You know, when I was growing up as a Catholic, I was given many differing views of Jesus Christ. Virtually all of them were speculative, of course, and as I grew older, I became aware that most of them were based on the teacher’s particular political and cultural persuasion. The Pallotinian nuns that taught me in the first and second grades were always telling us horror stories about the communists in the Soviet Union and China and had us pray for the souls of their children every morning. The Jesuits I knew in high school provided me and my fellow catechism students with a different view of Jesus. Indeed, for most of these men Jesus was a revolutionary. How much of his revolution was spiritual and how much was social depended on their level of social and political involvement. Being a very political person, I saw Jesus as a revolutionary communist with a small “c.” Of course, there were a number of men with Roman collars at the time who were taking this perception and turning it into the basis for a social movement in many parts of the world, especially in Latin America. Many of them were Jesuits.
It is this tradition that Hugo Chavez of Venezuela recalls in his speeches and social programs. It is also this tradition, known today as liberation theology that the late pope John Paul II attacked within months of his appointment in 1978. John Paul II’s opposition to this perception of Jesus and his works were also part of the reason for the demotion of the Jesuit order as the pope’s protectors and the ascension of the right wing Catholic organization Opus Dei into that role. The new pope is even less sympathetic to this train of thought. The underlying reason for this vehement opposition to liberation theology among the Catholic hierarchy stems from its alliances with nonreligious leftists and its attacks on the Church’s role as part of the oppressive structure in the world of the peasantry. Nowhere is this role greater than it is in Latin America.
Ever since Chavez began his popular upheaval in Venezuela he has been under attack by the Catholic hierarchy in that country. In fact, members of Opus Dei were involved in the failed coup of 2000 and have been instrumental in the CIA-funded opposition movement since the coup, just as they were intimately involved in the murderous CIA-sponsored coup in September 1973 in Chile. Last month, Bishop Baltazar Porras, president of the Venezuelan bishops’ conference, said proponents of radical liberation theology are using it to weaken and divide the Church. “This is part of a plan to debilitate the Church,” Porras told The Associated Press in an interview last week. He cited a recent forum in which the Church was accused of turning her back on the poor, where Chavez garners most of his political support. “This is a new program led by a group of theologians like the ones in the times of the Sandinista rule in Nicaragua with the same arguments,” said Porras. “The argument is fundamentally anti-Catholic, anti-hierarchy.” (Catholic World New, 8/15/2005) It is quite interesting to note Porras equating being anti-hierarchy with being anti-Catholic. I wonder how the Jesus who threw the moneychangers out of the temple and challenged the Scribes and the Pharisees would feel about that equation.

• RECORD EXTRACTS:
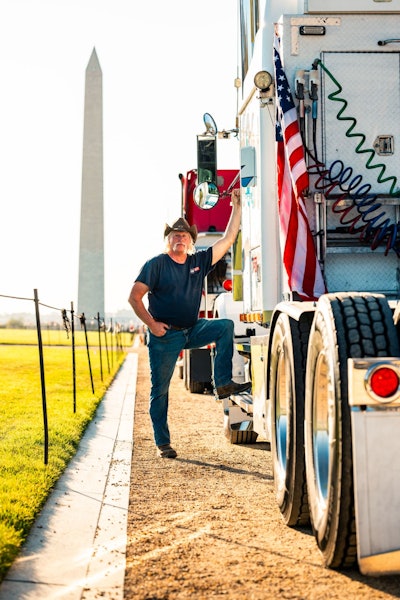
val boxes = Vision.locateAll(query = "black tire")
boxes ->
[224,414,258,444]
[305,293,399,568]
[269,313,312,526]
--
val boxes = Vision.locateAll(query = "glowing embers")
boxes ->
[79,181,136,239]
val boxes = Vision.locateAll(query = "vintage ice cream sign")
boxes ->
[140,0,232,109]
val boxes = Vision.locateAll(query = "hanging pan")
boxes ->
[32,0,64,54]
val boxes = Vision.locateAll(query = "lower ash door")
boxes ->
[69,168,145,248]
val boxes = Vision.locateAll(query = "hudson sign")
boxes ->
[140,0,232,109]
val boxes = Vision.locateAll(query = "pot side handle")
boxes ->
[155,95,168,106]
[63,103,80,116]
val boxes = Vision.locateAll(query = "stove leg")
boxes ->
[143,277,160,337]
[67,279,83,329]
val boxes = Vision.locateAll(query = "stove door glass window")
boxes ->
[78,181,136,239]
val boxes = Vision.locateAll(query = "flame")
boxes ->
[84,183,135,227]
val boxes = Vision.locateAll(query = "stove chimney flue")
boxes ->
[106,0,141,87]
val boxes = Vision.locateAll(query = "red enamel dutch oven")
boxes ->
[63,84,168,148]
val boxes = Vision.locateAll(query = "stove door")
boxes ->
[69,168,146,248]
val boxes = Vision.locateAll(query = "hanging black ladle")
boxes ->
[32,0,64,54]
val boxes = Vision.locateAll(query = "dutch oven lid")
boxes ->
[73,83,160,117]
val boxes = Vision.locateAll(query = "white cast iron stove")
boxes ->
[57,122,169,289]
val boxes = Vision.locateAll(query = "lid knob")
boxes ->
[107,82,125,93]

• EXERCISE SET:
#1 In the piece on liberation theology:
(a) Which grades did the Pallotinian nuns teach the writer?
(b) In what year was John Paul II appointed?
(c) What position does Bishop Baltazar Porras hold?
#2 Can you identify every line of the listing that contains the string "stove", with case counting, and copy each one out?
The listing has no connection to the piece on liberation theology.

• FINAL ANSWERS:
#1
(a) The first and second grades.
(b) 1978.
(c) He is president of the Venezuelan bishops' conference.

#2
val boxes = Vision.locateAll(query = "stove leg")
val boxes = Vision.locateAll(query = "stove door glass window")
val boxes = Vision.locateAll(query = "stove chimney flue")
val boxes = Vision.locateAll(query = "stove door")
val boxes = Vision.locateAll(query = "white cast iron stove")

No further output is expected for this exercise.